> Required actions:
a) Reproduce the part of the excerpt on Florida's outbreak starting with "Again resisting some" and going on through "Lee at 206.", without changing a word.
b) Decide whether each of these statements agrees with the excerpt on Florida's outbreak, answering yes or no and quoting the words of the excerpt that settle it: (i) Broward County has 1,219 cases. (ii) Gov. Ron DeSantis ordered a statewide lockdown on Tuesday. (iii) Dr. Scott Gottlieb was commissioner of the U.S. Food and Drug Administration until 2019.

She noted some other emerging data points: About 53 percent of cases have been identified in men, and 44 percent in women, with some unknowns. And while a large number of cases fall in the range of 25- to 65-year-olds, the vast majority of deaths strike people over 65.

South Florida remains the site of Florida’s worst outbreak. Miami-Dade County alone has 2,123 cases, and neighboring Broward has 1,219. Palm Beach has 551.

Between those three counties, Florida has confirmed 33 deaths to date.

Again resisting some calls for a statewide lockdown on Tuesday, Gov. Ron DeSantis called on local governments to make such decisions. He described a flight over South Florida beaches, where people were defying a shelter-in-place order.

"Folks are going to do whatever the hell they want to," he said.

Rising confirmations in three of Florida’s other populous counties put Orange County at 373 cases, Duval at 207 and Lee at 206.

"Regardless of age, almost every fatality has had a serious underlying health condition," DeSantis said. The state has not released data to check against the governor’s statement.

On Twitter, Dr. Scott Gottlieb, until 2019 the commissioner of the U.S. Food and Drug Administration, shared a graph showing Florida’s sharp uptick in cases.

“The state was probably heavily seeded at some point in early/mid February given pace of the case growth, which suggests there are multiple expanding clusters,” he wrote.

Again, the experts reiterated: Staying at home matters.

“Thomas Jefferson’s admonition that we must be constantly vigilant must be the order of the day for individuals, businesses and for our government,” Wolfson said.

As record numbers of Floridians battle website glitches and flooded hotlines to file for unemployment, Prins said she empathized with the people now unable to make a living.

“That’s really difficult,” she said. “I do believe that the instruction to stay at home is really, really important.”

> Excerpted records:
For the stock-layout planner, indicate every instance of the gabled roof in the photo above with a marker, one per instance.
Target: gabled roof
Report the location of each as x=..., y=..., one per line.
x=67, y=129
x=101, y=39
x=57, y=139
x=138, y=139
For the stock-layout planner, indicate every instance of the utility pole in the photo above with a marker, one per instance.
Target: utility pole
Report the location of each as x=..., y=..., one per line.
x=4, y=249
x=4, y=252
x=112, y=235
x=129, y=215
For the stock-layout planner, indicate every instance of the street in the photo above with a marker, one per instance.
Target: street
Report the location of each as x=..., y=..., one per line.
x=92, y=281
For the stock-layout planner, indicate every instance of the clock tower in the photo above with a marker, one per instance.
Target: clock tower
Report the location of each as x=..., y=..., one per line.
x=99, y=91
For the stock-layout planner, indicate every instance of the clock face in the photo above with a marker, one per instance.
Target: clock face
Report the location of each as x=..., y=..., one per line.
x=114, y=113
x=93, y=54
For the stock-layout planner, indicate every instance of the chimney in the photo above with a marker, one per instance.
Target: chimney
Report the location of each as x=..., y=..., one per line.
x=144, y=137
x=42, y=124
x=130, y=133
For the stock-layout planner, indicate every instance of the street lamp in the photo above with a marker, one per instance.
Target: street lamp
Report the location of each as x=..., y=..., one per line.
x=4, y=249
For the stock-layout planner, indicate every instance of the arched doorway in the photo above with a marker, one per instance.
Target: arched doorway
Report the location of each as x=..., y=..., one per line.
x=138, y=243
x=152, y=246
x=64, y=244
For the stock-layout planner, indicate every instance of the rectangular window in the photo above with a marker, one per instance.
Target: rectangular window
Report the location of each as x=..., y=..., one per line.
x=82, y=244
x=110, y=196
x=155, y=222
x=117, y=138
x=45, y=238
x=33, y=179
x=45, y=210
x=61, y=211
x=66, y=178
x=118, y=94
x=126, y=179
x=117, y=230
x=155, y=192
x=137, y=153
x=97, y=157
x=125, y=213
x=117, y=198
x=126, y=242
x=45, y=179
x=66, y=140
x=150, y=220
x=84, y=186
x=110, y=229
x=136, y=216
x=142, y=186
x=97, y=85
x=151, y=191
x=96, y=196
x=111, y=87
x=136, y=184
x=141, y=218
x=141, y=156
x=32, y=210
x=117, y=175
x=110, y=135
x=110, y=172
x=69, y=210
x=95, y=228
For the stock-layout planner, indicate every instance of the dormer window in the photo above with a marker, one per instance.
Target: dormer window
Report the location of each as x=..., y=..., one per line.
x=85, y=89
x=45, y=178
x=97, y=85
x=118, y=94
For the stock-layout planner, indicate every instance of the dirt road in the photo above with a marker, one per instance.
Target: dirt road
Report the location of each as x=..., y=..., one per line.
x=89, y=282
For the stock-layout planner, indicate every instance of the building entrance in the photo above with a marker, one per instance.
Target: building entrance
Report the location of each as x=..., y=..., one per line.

> Results of the tasks:
a)
Again resisting some calls for a statewide lockdown on Tuesday, Gov. Ron DeSantis called on local governments to make such decisions. He described a flight over South Florida beaches, where people were defying a shelter-in-place order.

"Folks are going to do whatever the hell they want to," he said.

Rising confirmations in three of Florida’s other populous counties put Orange County at 373 cases, Duval at 207 and Lee at 206.

b)
(i) Yes: "neighboring Broward has 1,219."
(ii) No: "Again resisting some calls for a statewide lockdown on Tuesday, Gov. Ron DeSantis called on local governments to make such decisions."
(iii) Yes: "Dr. Scott Gottlieb, until 2019 the commissioner of the U.S. Food and Drug Administration"